• _RECORDS SUPPLIED_:
++++++++++

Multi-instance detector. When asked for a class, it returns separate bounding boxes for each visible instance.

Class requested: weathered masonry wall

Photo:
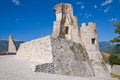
[17,36,53,63]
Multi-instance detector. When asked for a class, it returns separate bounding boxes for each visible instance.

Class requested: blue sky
[0,0,120,41]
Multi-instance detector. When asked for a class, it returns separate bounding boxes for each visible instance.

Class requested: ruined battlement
[81,22,96,28]
[17,3,110,77]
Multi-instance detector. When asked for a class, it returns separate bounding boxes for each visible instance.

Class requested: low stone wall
[17,36,53,64]
[111,65,120,75]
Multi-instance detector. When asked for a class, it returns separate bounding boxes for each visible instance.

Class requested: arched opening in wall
[65,27,69,34]
[91,38,96,45]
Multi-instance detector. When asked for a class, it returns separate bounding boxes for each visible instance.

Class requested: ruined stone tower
[52,3,81,43]
[8,34,17,53]
[17,3,110,77]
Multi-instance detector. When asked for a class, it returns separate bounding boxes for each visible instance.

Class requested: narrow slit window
[65,27,69,34]
[92,38,95,44]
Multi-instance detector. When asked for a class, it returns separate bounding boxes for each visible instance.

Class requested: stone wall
[17,36,53,63]
[111,65,120,75]
[8,35,17,53]
[52,38,94,77]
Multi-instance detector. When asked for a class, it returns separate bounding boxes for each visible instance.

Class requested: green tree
[109,54,120,67]
[110,22,120,44]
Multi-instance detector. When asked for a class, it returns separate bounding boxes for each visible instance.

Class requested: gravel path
[0,55,117,80]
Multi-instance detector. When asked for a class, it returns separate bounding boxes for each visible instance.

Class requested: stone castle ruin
[8,34,17,54]
[17,3,110,77]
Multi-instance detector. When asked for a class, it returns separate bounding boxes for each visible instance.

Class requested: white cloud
[94,5,97,9]
[12,0,20,5]
[104,7,110,13]
[76,2,84,5]
[81,5,85,9]
[101,0,112,6]
[84,13,92,19]
[109,17,118,22]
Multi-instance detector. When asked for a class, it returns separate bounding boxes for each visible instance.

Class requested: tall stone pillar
[8,34,17,54]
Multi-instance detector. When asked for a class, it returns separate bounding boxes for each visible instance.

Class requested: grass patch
[110,73,120,78]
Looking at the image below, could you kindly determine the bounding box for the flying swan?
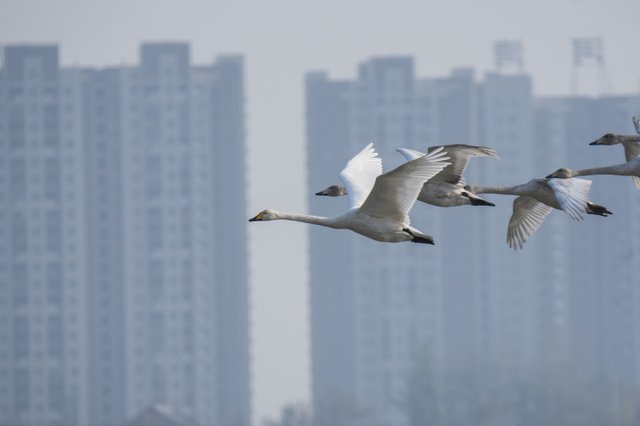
[249,144,449,244]
[547,117,640,190]
[316,144,498,207]
[469,178,612,250]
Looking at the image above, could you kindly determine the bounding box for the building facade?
[0,43,250,426]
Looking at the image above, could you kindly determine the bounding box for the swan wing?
[622,142,640,189]
[396,148,425,161]
[340,143,382,208]
[507,195,552,250]
[429,144,498,185]
[359,148,449,224]
[547,178,591,220]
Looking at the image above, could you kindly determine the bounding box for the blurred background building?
[0,43,251,426]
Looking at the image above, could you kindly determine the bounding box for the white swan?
[316,144,498,207]
[249,144,449,244]
[547,123,640,190]
[469,178,612,250]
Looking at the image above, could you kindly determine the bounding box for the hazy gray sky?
[0,0,640,419]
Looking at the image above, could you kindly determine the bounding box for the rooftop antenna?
[493,40,524,73]
[571,37,609,96]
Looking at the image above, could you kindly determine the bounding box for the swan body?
[470,178,612,250]
[249,144,449,244]
[316,144,498,207]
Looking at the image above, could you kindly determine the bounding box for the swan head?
[547,167,575,179]
[249,209,280,222]
[589,133,620,145]
[316,185,347,197]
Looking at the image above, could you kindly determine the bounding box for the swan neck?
[621,135,640,142]
[278,213,337,228]
[573,164,626,177]
[472,185,526,195]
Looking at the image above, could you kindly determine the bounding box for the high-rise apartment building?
[306,57,640,426]
[0,43,250,426]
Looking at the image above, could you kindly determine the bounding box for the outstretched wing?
[396,144,498,185]
[340,143,382,208]
[507,195,552,250]
[429,144,498,185]
[547,178,591,220]
[360,148,449,224]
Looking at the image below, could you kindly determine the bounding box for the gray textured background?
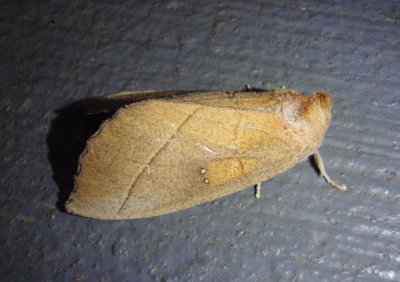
[0,0,400,281]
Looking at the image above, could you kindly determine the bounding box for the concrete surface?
[0,0,400,281]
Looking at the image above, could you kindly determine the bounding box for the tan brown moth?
[66,89,346,219]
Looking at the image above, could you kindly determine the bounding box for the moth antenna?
[254,182,261,199]
[313,151,347,190]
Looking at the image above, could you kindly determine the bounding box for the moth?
[66,87,346,219]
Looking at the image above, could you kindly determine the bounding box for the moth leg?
[254,182,261,199]
[313,151,347,190]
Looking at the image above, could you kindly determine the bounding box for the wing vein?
[117,107,202,214]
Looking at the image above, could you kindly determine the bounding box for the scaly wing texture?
[67,91,330,219]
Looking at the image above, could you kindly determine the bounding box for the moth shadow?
[46,101,112,212]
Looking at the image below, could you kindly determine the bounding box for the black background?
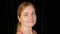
[0,0,60,34]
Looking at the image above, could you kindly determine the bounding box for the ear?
[17,16,21,22]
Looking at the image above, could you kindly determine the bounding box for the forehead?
[22,6,35,13]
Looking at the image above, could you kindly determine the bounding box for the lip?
[28,21,34,22]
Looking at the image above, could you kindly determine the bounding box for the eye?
[32,12,36,15]
[24,13,28,16]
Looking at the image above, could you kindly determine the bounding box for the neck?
[19,25,32,34]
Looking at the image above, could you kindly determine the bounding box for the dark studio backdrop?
[7,0,43,34]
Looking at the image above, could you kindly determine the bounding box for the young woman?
[16,2,37,34]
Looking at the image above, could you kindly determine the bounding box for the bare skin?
[16,6,37,34]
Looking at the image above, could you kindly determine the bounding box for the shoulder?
[16,32,21,34]
[33,30,37,34]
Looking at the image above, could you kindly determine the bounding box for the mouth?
[28,21,34,23]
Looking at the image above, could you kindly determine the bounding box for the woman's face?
[18,6,36,27]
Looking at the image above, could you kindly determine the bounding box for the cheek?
[21,17,28,23]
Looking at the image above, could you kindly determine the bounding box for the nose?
[29,16,33,20]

++++++++++

• _WHAT IS ASKED_: How many lines in the rows above contain the word "swan", counting only matches with the same capitalization? Reply with the number alone.

• _PROBLEM SOLUTION_: 6